- Задания -
[a] Процитируйте из текста документа отрывок начиная со слов «Вот почему в» и заканчивая словами «любого из нас.».
[b] Чьими словами в тексте документа смерть названа «остановившимся прощанием»?

- Текст документа -
+ + +
Не только ранняя и героическая кончина поэта умножила многократно художественный вес его творений, а также светло преобразила его преимущественно темную в зерне личность – ибо, умри Пушкин на тридцать лет позже, неизвестно, что бы от него осталось, в том смысле, что осталось бы наверняка меньше, чем теперь, – но она, эта героическая кончина, вообще как бы сыграла роль полностью противоположную той, какую она должна играть в судьбе простого смертного: вместо того, чтобы показать воочию, трупом и безобразным разложением, тщетность земной суеты, – да, таков именно главный урок смерти и ничего другого она нам сказать не хочет! – так вот, вместо этого насущного и необходимого людям, как воздух, урока, пушкинская смерть, напротив, вознесла и его творчество, и его самого в какое-то немыслимое измерение по ту сторону земных и небесных критериев, – чисто художнический, впрочем, вариант славы и бессмертия. Иными словами, смерть в случае Пушкина как будто достигла цели противоположной той, к которой, очевидно, стремилась, что это – исключение из правил? прерогатива гениев? или парадокс, лежащий в самой основе бытия? нет, все правильно: смерть как остановившееся прощание, по слову Рильке, есть в высшей степени поэтический феномен, и за ним скрывается вполне реальный смысл, – какой?
Смерть как прощание: кого с кем? положим, нас, пока еще живых, с теми, кто умер, последние ушли и никогда не вернутся на землю, но ведь мы тоже когда-нибудь уйдем вслед за ними, возможна ли встреча? вряд ли, – покинувшие этот мир уходят не в какое-то одно, общее для всех специфическое духовное пространство, а у каждого из них, по-видимому, есть своя «дверь в стене», и тогда уже никто никогда ни с кем не встретится, а если и встретится, то ненадолго: такая встреча даже нежелательна, настаивают эзотерики, она служит только тому, чтобы подкрепить мужество новопришедших и показать им их дальнейший путь, все, а дальше они опять идут одни, – этот момент и символизирует «остановившееся прощание».
Вот почему в искусстве не следует слишком подробно распространяться насчет того, куда именно ушли умершие: этого знать никто до конца не может, и мир наш так устроен, что почему-то чрезвычайно важно, чтобы никто об этом ничего до конца не знал. Какое простенькое правило и как нетрудно его уважить, настоящие, великие художники инстинктивно всегда ему следуют, но не только искусство – также и повседневная жизнь бесконечно выигрывает в поэзии, когда следует ему, и столь же много проигрывает, меняя поэзию на житейскую пошлость, когда изменяет ему, ведь не с одними «великими мира сего» прощаются как с героями удавшихся в художественном отношении произведений: не спрашивая себя мысленно, куда они ушли, но это великое прощание касается и любого из нас.
+ + +
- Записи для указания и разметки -
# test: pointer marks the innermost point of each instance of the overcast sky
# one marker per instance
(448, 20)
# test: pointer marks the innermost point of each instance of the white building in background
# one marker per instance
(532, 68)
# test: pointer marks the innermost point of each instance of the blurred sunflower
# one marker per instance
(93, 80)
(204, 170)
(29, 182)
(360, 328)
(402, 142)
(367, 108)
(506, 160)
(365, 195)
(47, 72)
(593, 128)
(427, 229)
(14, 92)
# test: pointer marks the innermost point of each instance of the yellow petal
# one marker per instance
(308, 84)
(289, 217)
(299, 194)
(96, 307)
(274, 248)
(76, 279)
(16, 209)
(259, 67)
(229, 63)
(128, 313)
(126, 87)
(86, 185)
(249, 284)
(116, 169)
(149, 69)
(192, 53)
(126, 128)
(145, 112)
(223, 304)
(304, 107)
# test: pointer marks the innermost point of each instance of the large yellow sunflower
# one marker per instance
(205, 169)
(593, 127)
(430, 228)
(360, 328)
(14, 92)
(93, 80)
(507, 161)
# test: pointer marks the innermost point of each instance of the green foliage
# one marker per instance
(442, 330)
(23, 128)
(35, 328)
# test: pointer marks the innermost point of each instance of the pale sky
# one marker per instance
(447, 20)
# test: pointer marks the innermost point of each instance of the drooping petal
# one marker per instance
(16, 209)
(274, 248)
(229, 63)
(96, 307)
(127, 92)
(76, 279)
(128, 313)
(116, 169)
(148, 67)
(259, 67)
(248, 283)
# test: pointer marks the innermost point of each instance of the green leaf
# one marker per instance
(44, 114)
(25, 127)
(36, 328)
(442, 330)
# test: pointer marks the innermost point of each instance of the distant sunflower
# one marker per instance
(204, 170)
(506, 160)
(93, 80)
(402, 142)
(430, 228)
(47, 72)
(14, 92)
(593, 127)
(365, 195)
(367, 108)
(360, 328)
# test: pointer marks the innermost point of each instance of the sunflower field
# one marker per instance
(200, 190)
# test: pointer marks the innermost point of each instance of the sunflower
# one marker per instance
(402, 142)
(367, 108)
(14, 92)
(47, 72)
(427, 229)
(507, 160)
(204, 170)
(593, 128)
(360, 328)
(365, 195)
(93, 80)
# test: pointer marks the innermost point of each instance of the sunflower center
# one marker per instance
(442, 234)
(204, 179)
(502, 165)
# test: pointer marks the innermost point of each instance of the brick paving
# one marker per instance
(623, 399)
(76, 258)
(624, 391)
+ + +
- Ответы -
[a]
Вот почему в искусстве не следует слишком подробно распространяться насчет того, куда именно ушли умершие: этого знать никто до конца не может, и мир наш так устроен, что почему-то чрезвычайно важно, чтобы никто об этом ничего до конца не знал. Какое простенькое правило и как нетрудно его уважить, настоящие, великие художники инстинктивно всегда ему следуют, но не только искусство – также и повседневная жизнь бесконечно выигрывает в поэзии, когда следует ему, и столь же много проигрывает, меняя поэзию на житейскую пошлость, когда изменяет ему, ведь не с одними «великими мира сего» прощаются как с героями удавшихся в художественном отношении произведений: не спрашивая себя мысленно, куда они ушли, но это великое прощание касается и любого из нас.

[b] Словами Рильке.